▸ **Brief**: Transcribe the entries below with complete accuracy, excluding the pictures.

▸ **Records for the exercise**:
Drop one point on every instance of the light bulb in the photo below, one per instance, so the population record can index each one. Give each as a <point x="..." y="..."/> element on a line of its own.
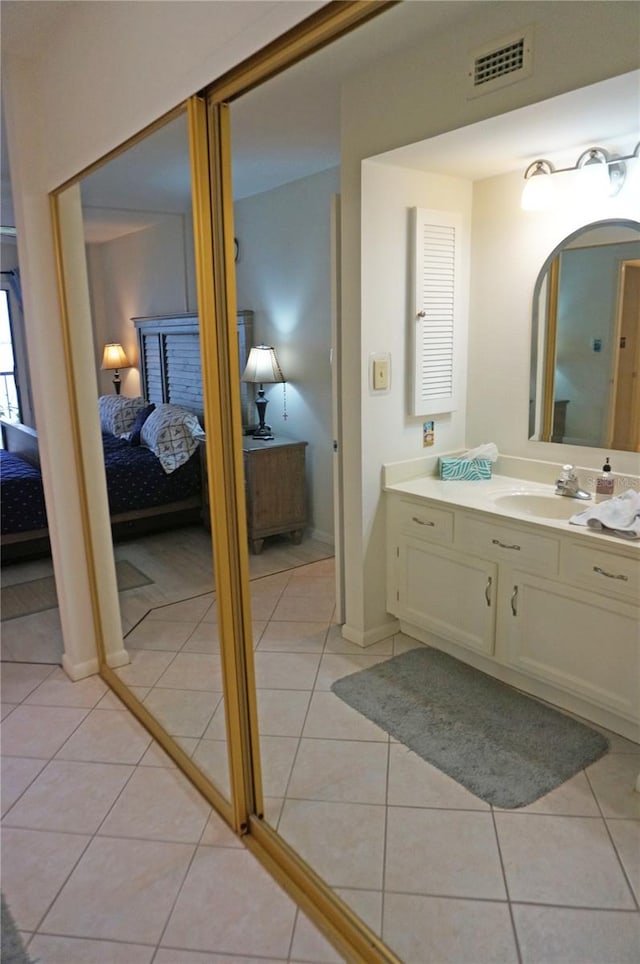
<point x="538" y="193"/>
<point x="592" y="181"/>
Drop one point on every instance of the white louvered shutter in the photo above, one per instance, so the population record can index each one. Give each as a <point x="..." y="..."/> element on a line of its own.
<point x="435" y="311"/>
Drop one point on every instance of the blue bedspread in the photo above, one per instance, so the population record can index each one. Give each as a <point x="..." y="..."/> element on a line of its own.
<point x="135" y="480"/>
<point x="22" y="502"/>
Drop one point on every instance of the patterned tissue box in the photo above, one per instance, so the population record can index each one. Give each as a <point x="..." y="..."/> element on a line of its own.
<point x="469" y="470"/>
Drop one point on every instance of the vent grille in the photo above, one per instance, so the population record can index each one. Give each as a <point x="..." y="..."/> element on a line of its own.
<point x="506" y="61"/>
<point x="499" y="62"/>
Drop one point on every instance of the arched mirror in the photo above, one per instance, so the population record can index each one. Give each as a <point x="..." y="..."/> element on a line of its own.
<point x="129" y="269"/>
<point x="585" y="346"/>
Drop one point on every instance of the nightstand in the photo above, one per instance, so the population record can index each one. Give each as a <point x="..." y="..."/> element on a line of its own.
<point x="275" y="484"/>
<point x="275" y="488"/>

▸ **Response to this exercise**:
Drop one point on every instance of the light bulb in the photo below, one per instance, so the population record can index each one. Give each as a <point x="..." y="..."/> element on a line of its own.
<point x="538" y="193"/>
<point x="592" y="181"/>
Drop one point on every instance of the white louvered shutter in the photo above, one per instance, so the population record can index each one. Give each as a <point x="..." y="..."/> element on a line of its own.
<point x="435" y="311"/>
Drop one point on every instance of the blue bedspread in the photo above, one per instance, so the population record can index each one. Give each as a <point x="..." y="..."/> element on a line of its own.
<point x="135" y="480"/>
<point x="22" y="502"/>
Drop one point on every instance of the patterned tissue box in the photo above, one per instance, so the population record can index each one. Give each as a <point x="..." y="..."/> element on a line of its own.
<point x="469" y="470"/>
Drop one point on every instance of the vent grille in the photo above, one per instance, so the population record can index each one. Give each as a <point x="..." y="..."/> element on a line of its own.
<point x="506" y="61"/>
<point x="499" y="62"/>
Drop one point on every instance of the arched mirror in the photo above, one per instance, so the population record can index each one. Give each as a <point x="..." y="..."/> element on a line of its own.
<point x="129" y="269"/>
<point x="585" y="346"/>
Drop one point on every instance of the nightstand in the photo above, one per instance, so the population record can index each one. Give each as a <point x="..." y="..."/> element on a line of its own.
<point x="275" y="484"/>
<point x="275" y="488"/>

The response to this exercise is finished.